Pier Guerci, the former president of the US division of Loro Piana, wasn't ready to give up his Fifth Avenue penthouse apartment.

He'd bought a warren of nine maid's rooms on top of a prewar building in 2000, gutted the original layout, and then spent eight years building a duplex overlooking Central Park.

The finished apartment, for which he had to extend the building's elevator and buy the building's air rights, has three bedrooms and three and a half baths spread across 3,790 square feet. Just as important, it has another 2,760 square feet of landscaped terrace that features mature trees, bushes, and flowers.

"It's kind of an oasis," Mr Guerci says in a phone interview. "Like being in the country, except you're in New York. It's a very unique place." The apartment, he notes, has three outdoor showers.

But when he left his job at Loro Piana and "took a sabbatical for a couple of years from (his) working career" to travel around the world, instead of leaving his apartment vacant for several years or selling it, Guerci decided to rent it out last August through the broker Leighton Candler at Corcoran.

"It's not a replaceable property," he says. "There's a lot of different penthouses in the city, but to have something in this location," he says, "is unique. It's not like your 60th floor, helicopter-views kind of place. It's a different kind of feeling completely."

Job: Reproduce the text about the Fifth Avenue penthouse above verbatim, from beginning to end.

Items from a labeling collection
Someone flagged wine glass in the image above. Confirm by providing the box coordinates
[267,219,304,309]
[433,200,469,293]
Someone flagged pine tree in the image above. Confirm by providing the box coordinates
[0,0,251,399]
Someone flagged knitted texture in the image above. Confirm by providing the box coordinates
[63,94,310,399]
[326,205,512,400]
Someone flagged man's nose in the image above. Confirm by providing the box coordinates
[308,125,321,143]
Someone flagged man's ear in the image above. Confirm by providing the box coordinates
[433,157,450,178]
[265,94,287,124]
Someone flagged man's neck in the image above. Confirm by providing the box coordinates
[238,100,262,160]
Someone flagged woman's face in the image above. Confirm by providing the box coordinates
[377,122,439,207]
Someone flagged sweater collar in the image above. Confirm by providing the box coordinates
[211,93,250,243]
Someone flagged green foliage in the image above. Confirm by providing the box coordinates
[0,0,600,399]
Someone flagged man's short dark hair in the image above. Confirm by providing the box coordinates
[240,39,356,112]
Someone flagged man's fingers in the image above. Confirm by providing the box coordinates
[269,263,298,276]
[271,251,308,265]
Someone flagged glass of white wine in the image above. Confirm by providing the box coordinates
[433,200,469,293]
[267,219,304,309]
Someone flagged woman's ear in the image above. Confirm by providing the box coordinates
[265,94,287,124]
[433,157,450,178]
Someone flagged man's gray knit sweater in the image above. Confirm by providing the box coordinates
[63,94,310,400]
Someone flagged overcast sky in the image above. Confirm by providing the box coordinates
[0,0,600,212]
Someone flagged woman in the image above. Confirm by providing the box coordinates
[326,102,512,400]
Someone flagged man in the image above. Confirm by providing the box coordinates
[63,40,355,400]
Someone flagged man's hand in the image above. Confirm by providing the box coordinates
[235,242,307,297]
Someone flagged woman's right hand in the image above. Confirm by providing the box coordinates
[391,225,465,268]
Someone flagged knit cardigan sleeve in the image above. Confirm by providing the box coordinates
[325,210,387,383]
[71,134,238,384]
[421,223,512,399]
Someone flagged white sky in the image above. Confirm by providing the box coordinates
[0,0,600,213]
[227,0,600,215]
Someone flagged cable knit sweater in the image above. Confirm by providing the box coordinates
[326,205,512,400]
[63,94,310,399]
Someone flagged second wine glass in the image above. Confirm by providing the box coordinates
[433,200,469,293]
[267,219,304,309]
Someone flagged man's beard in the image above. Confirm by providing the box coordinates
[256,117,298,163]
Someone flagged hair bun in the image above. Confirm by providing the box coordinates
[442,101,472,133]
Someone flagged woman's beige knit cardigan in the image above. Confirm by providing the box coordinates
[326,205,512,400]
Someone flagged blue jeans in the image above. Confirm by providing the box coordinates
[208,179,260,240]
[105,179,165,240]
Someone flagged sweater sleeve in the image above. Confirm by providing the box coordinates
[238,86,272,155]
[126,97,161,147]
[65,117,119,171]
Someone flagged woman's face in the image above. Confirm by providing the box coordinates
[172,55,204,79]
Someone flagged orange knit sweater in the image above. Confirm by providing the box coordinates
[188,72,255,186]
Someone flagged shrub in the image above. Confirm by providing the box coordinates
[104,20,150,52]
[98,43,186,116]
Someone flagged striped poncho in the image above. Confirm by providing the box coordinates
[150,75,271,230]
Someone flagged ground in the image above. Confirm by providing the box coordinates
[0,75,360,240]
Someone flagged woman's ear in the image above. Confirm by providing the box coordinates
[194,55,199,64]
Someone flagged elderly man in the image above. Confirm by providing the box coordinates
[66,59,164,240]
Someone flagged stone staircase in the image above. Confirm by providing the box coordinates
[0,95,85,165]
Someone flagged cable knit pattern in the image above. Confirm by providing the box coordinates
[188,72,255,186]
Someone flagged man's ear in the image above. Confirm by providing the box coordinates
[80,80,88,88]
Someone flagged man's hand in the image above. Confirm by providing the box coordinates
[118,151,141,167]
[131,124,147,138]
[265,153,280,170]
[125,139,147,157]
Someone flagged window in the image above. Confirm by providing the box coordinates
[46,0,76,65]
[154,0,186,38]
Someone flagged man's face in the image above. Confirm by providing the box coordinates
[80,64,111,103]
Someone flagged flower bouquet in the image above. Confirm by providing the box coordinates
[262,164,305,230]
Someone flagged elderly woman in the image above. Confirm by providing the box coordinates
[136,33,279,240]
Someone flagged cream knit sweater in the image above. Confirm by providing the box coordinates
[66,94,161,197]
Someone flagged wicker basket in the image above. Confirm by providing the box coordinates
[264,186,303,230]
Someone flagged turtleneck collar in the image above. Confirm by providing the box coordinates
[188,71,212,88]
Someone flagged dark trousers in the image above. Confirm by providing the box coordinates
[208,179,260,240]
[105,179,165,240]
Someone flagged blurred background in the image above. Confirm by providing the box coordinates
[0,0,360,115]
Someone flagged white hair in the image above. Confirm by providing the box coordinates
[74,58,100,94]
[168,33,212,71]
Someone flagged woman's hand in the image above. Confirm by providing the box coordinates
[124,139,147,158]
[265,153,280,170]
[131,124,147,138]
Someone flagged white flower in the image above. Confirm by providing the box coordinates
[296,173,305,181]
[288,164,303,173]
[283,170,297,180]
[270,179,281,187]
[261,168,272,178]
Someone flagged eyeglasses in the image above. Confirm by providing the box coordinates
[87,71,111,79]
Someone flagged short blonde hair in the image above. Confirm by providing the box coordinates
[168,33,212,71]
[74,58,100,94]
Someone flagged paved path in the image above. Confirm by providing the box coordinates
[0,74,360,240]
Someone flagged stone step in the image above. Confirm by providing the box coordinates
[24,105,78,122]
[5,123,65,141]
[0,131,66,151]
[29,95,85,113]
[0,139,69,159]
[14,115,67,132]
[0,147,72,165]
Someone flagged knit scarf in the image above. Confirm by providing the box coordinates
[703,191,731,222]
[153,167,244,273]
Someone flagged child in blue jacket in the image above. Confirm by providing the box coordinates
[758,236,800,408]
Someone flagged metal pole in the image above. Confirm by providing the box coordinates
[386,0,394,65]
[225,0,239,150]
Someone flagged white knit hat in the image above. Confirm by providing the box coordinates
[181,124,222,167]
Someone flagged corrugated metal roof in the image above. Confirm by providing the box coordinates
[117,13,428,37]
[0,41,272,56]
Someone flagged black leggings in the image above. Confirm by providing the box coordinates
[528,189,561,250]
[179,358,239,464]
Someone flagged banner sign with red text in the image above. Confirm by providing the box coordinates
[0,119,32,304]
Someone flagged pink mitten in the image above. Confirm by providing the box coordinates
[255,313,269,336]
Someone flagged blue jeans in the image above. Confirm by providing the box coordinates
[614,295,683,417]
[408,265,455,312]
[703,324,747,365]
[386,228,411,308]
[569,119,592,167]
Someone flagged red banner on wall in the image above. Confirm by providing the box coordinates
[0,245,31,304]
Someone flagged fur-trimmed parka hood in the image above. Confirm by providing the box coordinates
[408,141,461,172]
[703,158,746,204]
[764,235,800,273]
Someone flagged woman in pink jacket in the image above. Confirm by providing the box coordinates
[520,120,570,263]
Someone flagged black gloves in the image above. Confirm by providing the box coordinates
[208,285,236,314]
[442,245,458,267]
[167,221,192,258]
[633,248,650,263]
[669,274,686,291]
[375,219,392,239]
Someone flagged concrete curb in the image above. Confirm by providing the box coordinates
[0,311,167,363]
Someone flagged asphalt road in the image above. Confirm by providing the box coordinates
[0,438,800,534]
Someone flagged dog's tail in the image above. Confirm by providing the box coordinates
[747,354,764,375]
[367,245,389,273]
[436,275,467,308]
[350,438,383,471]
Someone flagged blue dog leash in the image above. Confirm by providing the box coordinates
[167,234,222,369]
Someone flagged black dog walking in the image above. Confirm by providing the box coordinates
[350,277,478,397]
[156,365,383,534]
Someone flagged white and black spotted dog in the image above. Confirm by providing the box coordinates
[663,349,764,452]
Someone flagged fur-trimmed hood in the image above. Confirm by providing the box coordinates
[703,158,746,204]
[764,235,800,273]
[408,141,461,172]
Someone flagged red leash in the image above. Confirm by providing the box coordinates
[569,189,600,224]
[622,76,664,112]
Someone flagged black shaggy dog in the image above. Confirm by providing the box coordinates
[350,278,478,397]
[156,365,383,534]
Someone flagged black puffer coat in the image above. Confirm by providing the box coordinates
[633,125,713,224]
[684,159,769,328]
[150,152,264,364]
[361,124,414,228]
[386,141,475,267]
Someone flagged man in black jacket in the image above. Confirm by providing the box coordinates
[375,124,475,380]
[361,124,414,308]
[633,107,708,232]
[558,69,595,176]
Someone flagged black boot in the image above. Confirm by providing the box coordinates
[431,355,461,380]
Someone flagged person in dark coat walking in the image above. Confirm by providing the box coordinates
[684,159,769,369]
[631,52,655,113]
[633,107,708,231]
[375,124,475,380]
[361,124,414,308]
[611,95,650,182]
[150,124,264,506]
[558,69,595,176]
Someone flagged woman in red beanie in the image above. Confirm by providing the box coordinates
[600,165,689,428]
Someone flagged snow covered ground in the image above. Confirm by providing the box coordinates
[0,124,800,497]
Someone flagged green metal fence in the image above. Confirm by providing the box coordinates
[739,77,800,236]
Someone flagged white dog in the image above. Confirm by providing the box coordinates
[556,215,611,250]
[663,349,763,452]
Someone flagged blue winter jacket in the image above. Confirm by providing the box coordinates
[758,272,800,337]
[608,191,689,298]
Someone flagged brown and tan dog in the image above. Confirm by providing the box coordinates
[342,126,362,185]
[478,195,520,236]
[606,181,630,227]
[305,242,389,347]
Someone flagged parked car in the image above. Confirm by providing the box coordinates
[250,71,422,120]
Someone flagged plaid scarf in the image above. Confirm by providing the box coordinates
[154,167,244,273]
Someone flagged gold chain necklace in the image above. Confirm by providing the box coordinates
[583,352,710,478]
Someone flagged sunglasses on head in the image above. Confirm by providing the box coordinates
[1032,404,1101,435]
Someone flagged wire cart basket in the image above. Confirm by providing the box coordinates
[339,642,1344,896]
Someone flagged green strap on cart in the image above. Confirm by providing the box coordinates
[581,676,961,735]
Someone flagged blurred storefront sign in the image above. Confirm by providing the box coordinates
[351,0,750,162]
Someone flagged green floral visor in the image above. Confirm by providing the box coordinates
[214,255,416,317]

Response to the task:
Pier Guerci, the former president of the US division of Loro Piana, wasn't ready to give up his Fifth Avenue penthouse apartment.

He'd bought a warren of nine maid's rooms on top of a prewar building in 2000, gutted the original layout, and then spent eight years building a duplex overlooking Central Park.

The finished apartment, for which he had to extend the building's elevator and buy the building's air rights, has three bedrooms and three and a half baths spread across 3,790 square feet. Just as important, it has another 2,760 square feet of landscaped terrace that features mature trees, bushes, and flowers.

"It's kind of an oasis," Mr Guerci says in a phone interview. "Like being in the country, except you're in New York. It's a very unique place." The apartment, he notes, has three outdoor showers.

But when he left his job at Loro Piana and "took a sabbatical for a couple of years from (his) working career" to travel around the world, instead of leaving his apartment vacant for several years or selling it, Guerci decided to rent it out last August through the broker Leighton Candler at Corcoran.

"It's not a replaceable property," he says. "There's a lot of different penthouses in the city, but to have something in this location," he says, "is unique. It's not like your 60th floor, helicopter-views kind of place. It's a different kind of feeling completely."